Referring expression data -
* * * * *

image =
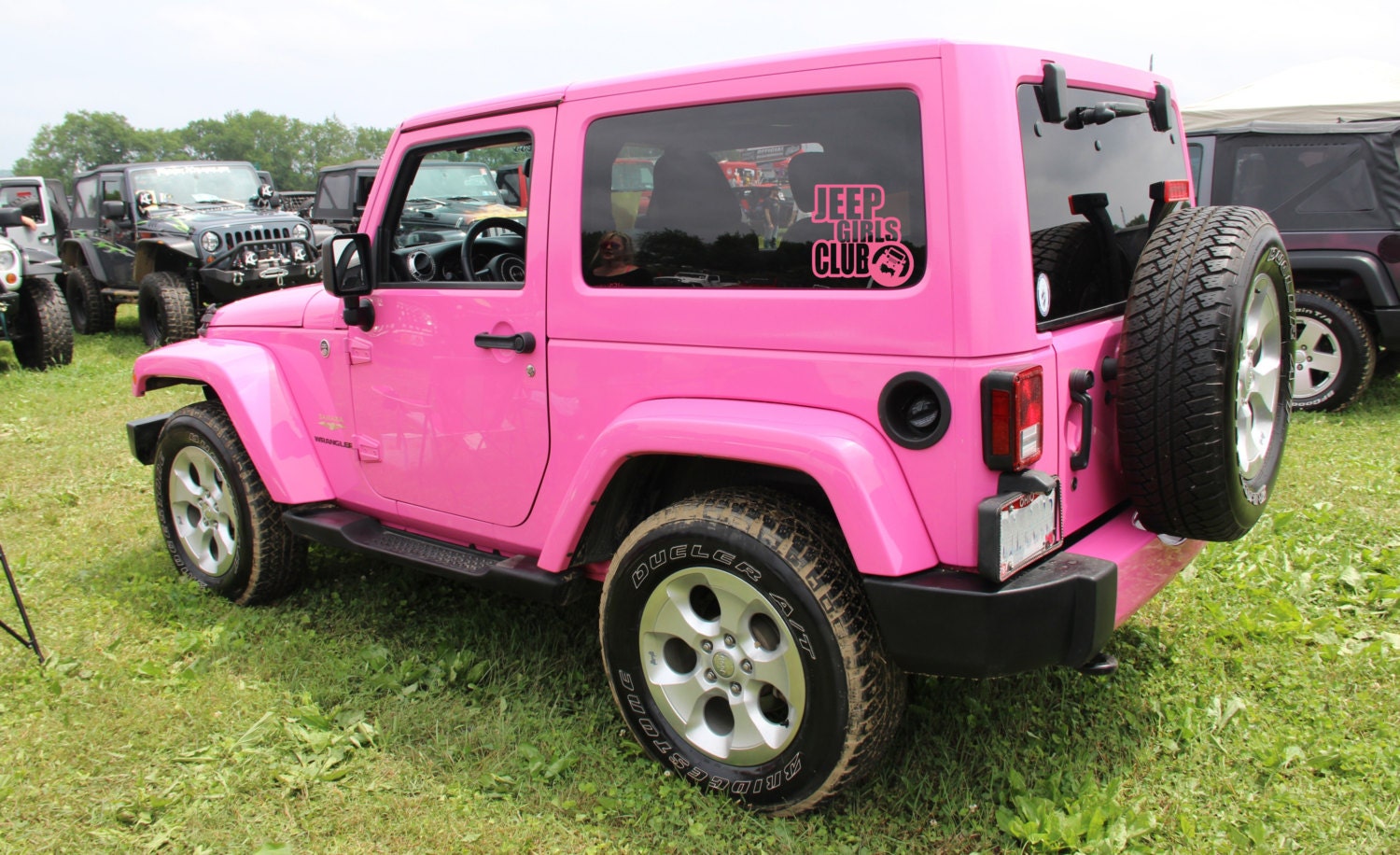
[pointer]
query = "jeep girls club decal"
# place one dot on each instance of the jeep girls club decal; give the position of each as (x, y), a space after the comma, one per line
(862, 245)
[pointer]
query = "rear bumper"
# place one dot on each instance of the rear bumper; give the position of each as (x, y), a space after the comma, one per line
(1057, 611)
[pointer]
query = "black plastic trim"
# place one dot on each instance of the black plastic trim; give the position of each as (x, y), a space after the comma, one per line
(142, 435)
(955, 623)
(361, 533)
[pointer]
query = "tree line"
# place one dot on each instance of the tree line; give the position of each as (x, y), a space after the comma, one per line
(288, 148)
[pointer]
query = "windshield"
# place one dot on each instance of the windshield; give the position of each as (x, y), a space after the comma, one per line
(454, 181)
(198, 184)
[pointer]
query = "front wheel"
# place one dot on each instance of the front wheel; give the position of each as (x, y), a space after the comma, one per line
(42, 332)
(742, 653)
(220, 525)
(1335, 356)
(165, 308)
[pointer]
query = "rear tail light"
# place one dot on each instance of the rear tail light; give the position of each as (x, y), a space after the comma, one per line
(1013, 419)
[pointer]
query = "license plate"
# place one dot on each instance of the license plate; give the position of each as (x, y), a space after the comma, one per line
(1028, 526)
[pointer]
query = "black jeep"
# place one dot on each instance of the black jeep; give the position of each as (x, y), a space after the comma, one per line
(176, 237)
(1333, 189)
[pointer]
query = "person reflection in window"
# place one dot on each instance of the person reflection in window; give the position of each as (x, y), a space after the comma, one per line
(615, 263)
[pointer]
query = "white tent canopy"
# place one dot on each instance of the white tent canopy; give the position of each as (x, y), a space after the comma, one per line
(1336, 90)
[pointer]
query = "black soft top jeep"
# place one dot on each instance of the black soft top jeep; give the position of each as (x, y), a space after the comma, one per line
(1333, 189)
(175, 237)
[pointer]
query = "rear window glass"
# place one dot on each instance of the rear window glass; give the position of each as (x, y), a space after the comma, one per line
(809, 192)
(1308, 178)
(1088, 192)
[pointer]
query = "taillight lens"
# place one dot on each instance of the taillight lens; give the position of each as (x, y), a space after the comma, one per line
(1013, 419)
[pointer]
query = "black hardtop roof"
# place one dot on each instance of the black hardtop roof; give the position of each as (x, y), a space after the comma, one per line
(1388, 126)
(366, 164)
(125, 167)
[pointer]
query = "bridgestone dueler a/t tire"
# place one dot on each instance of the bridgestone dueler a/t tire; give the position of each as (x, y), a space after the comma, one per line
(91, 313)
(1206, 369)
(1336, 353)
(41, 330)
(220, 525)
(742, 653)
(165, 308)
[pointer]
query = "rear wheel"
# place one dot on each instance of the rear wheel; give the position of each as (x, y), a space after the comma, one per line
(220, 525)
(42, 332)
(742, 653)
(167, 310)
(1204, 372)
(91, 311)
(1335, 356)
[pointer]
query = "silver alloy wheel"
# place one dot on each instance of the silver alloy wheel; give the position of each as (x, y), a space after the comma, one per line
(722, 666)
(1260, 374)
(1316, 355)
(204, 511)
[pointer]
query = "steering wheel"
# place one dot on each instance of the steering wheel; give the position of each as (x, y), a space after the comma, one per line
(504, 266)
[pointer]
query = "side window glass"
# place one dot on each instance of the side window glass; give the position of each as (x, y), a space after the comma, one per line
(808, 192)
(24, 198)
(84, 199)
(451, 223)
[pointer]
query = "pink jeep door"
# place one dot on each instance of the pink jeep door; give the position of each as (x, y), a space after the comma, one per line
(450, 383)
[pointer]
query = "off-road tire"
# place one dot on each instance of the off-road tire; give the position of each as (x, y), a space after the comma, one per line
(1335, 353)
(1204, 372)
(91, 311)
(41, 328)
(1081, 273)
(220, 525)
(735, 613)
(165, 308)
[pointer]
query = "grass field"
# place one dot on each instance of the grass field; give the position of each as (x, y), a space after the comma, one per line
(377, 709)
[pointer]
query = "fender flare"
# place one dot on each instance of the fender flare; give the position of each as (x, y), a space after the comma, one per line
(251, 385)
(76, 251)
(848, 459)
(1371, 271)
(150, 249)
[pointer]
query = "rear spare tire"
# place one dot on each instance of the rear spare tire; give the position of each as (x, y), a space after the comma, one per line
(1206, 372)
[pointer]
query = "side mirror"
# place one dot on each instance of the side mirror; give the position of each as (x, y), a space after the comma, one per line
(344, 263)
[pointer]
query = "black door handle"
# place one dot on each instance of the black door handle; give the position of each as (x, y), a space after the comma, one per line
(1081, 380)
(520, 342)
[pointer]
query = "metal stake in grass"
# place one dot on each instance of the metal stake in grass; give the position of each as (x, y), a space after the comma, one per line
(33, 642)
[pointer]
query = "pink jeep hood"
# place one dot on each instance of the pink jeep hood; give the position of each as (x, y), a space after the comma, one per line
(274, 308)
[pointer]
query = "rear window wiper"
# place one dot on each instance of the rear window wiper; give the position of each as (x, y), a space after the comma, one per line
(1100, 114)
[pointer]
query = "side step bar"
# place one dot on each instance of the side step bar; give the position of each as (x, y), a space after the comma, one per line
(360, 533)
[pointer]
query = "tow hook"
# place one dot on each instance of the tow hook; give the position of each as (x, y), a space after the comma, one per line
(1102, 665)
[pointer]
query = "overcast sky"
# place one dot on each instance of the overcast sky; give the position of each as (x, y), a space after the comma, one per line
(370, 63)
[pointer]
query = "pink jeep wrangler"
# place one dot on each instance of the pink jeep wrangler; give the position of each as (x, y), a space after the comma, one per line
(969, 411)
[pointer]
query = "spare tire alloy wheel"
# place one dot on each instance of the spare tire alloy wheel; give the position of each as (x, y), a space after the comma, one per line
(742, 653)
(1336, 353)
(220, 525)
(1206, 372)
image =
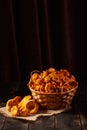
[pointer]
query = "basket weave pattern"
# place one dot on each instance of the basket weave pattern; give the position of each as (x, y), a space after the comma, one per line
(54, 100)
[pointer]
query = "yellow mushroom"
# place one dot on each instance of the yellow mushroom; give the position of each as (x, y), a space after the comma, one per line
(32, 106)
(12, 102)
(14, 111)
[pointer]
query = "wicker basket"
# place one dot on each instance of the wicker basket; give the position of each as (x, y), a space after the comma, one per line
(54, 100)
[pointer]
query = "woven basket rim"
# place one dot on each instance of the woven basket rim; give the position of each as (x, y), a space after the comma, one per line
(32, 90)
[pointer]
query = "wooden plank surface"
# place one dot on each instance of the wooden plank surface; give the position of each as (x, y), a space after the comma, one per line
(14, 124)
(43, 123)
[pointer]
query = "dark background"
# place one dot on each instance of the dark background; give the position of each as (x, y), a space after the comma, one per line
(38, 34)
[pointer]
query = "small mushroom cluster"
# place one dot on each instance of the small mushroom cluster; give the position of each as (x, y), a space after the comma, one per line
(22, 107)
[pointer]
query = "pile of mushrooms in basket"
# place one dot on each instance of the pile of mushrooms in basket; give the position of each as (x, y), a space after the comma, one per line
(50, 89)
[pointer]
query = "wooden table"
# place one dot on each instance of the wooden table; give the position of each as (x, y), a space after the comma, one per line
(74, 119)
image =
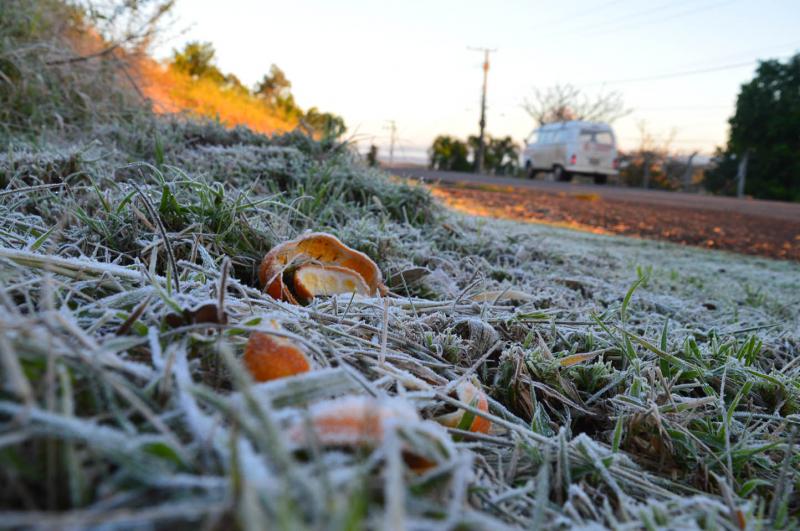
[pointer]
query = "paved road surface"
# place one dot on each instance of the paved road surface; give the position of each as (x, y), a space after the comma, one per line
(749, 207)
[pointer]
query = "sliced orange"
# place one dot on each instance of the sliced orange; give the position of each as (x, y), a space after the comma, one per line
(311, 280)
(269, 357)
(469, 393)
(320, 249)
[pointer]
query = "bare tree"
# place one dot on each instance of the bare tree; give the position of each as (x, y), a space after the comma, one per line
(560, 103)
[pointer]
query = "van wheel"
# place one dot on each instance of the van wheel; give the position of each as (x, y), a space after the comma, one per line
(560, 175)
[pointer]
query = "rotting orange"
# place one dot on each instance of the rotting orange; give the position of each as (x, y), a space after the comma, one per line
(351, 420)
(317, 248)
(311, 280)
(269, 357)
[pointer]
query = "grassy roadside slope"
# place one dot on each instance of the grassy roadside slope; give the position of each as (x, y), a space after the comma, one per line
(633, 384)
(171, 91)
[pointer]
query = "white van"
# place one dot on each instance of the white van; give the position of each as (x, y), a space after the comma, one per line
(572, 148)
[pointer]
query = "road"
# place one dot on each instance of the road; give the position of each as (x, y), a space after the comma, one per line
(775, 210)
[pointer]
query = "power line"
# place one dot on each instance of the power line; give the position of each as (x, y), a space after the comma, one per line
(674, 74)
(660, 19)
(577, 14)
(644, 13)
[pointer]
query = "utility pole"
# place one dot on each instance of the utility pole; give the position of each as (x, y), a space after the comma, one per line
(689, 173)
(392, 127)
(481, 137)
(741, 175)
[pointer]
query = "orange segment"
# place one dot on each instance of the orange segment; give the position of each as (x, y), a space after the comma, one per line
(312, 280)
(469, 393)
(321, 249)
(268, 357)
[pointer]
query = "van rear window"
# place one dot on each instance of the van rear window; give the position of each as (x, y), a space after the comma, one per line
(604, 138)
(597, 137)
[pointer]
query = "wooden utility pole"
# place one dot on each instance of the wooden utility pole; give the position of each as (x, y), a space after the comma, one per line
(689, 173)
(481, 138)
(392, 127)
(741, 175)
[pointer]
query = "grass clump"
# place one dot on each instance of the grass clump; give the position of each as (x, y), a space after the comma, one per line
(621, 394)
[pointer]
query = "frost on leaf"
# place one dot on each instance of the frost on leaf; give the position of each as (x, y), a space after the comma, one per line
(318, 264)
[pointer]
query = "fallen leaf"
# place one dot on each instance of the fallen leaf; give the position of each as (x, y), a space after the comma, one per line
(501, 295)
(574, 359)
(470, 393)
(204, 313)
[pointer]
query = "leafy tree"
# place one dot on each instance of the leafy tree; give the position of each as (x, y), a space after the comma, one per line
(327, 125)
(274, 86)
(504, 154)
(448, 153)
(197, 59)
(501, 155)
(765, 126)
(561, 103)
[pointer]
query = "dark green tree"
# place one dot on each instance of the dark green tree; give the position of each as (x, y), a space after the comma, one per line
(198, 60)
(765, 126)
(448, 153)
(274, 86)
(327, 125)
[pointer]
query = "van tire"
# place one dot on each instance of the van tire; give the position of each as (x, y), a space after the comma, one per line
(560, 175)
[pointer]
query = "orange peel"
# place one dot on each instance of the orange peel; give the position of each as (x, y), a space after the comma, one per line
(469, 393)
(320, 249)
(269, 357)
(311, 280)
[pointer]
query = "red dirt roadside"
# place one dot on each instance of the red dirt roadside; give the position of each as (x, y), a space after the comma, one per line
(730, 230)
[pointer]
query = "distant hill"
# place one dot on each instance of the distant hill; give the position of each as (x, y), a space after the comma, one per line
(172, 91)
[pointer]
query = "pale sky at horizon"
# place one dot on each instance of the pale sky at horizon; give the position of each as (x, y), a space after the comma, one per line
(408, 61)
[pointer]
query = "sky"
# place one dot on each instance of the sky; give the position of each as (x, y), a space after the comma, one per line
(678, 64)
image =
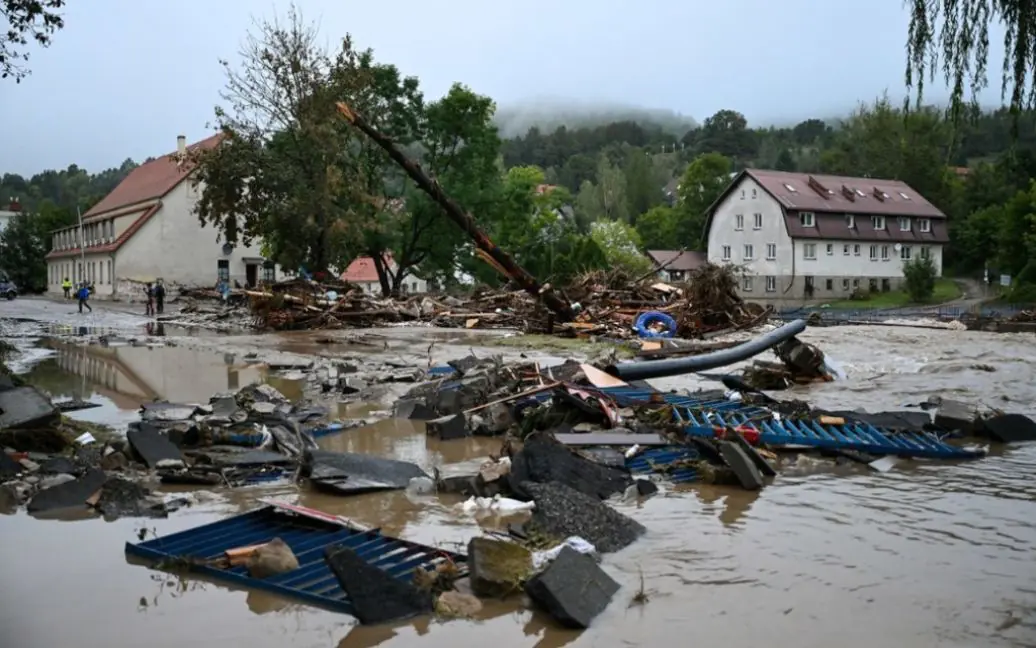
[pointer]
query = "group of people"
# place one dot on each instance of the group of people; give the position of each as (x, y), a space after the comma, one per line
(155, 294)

* * * * *

Pick up at the line that holds "# place one dot on each instance of the distant" and restate each line, word for word, through the last line of the entries. Include both end lines but none of the pictures.

# place one dot on each instance of the distant hill; give the position of each as (x, y), a space after the comma, one per line
(172, 91)
[pointer]
query = "pale sky at horizon"
# place one dot on each instance of the pale sky at horizon; give the position of each as (x, y), a space after the comma, one per line
(408, 61)
[pointer]
query = "sky"
# place one dot on each instance of the sky; give the position of each as (x, y), a space after the comma, one per line
(678, 64)
image =
[pointer]
query = "group of people"
# place one dot on each instance of the group of people; give the position of each as (x, y), a space after the comma, one per line
(155, 294)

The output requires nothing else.